BEGIN Text excerpt
Runs an Airflow DAG offline (no scheduler, no webserver) whose tasks hit bqemulator instead of real BigQuery. The pytest suite exercises the DAG via Airflow's TaskInstance.run() API.

Pairs with the Airflow integration guide.

What it demonstrates

  • A DAG that uses BigQueryInsertJobOperator to create a dataset, load rows, and run an aggregate query.
  • An Airflow connection (google_cloud_default) configured at test time via AIRFLOW_CONN_GOOGLE_CLOUD_DEFAULT so no Airflow metadata DB is required.
  • Pointing the connection at bqemulator via the BIGQUERY_EMULATOR_HOST env var, set to the full URL including the http:// scheme (the Airflow Google provider forwards this value verbatim into client_options.api_endpoint and requests picks the adapter from the scheme).
END Text excerpt
BEGIN Available data
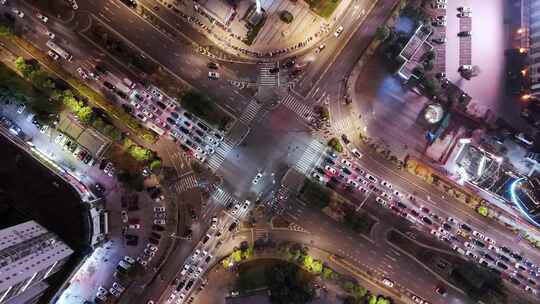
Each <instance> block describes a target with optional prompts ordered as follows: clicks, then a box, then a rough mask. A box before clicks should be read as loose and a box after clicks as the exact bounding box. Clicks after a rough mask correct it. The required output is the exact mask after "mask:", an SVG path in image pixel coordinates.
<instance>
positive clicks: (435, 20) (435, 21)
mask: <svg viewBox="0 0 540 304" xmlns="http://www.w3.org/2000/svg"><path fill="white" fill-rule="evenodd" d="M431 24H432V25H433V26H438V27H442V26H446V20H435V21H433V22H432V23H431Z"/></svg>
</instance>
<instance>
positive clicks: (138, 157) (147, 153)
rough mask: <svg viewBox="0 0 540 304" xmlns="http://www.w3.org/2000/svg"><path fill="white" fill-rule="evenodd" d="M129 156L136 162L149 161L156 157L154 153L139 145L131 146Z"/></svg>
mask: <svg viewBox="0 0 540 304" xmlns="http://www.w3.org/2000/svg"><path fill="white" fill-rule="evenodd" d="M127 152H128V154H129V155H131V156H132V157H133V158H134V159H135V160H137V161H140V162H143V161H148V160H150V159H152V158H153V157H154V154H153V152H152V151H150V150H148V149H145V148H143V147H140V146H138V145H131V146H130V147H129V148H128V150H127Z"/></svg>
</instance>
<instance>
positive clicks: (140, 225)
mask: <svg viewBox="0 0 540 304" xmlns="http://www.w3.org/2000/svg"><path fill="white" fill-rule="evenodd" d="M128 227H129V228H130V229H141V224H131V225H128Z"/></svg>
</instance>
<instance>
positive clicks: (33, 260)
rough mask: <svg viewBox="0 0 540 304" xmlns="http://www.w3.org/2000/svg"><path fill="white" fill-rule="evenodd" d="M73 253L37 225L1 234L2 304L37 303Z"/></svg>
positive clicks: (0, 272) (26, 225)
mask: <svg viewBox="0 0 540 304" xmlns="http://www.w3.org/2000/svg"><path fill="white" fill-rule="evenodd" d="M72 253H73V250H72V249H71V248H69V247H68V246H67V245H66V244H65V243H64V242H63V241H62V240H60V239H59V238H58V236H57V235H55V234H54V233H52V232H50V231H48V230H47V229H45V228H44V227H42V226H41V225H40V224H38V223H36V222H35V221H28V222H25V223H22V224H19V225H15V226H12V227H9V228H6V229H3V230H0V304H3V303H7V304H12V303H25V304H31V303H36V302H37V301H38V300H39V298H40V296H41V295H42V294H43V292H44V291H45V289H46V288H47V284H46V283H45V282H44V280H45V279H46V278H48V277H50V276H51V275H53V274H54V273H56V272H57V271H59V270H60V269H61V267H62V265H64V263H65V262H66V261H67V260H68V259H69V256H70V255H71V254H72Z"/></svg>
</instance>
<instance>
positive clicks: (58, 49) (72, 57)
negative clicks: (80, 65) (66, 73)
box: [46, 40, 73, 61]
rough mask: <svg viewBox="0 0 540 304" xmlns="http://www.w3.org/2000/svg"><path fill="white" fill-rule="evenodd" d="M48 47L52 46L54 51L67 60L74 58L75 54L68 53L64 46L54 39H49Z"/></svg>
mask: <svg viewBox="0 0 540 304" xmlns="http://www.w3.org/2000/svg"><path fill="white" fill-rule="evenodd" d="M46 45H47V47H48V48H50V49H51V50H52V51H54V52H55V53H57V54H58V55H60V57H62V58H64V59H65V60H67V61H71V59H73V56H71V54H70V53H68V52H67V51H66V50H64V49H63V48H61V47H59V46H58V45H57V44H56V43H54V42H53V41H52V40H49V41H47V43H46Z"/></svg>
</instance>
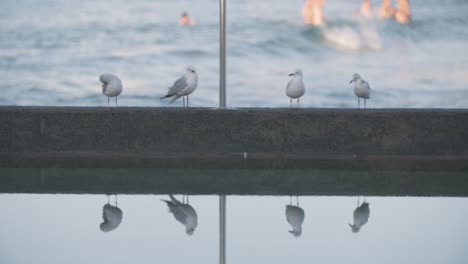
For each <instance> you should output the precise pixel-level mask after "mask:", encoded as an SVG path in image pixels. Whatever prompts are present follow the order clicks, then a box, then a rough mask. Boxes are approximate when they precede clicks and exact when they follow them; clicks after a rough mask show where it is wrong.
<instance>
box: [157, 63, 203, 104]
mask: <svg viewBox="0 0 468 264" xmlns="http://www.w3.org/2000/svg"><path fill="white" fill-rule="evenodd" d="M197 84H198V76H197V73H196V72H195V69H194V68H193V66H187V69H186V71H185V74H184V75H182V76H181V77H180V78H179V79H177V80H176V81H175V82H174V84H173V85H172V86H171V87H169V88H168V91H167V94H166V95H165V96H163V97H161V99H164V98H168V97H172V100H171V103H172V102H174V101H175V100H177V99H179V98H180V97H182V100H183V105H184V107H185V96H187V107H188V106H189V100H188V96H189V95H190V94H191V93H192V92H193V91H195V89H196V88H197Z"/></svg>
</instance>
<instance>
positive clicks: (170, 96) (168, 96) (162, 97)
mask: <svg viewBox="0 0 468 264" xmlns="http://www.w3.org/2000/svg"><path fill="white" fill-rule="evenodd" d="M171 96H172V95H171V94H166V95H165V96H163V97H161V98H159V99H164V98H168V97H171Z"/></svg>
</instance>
END Available data
What you should do>
According to the text excerpt about running an Airflow DAG against bqemulator, what three actions does the DAG carry out with BigQueryInsertJobOperator? List them all.

Your solution>
- Create a dataset
- Load rows
- Run an aggregate query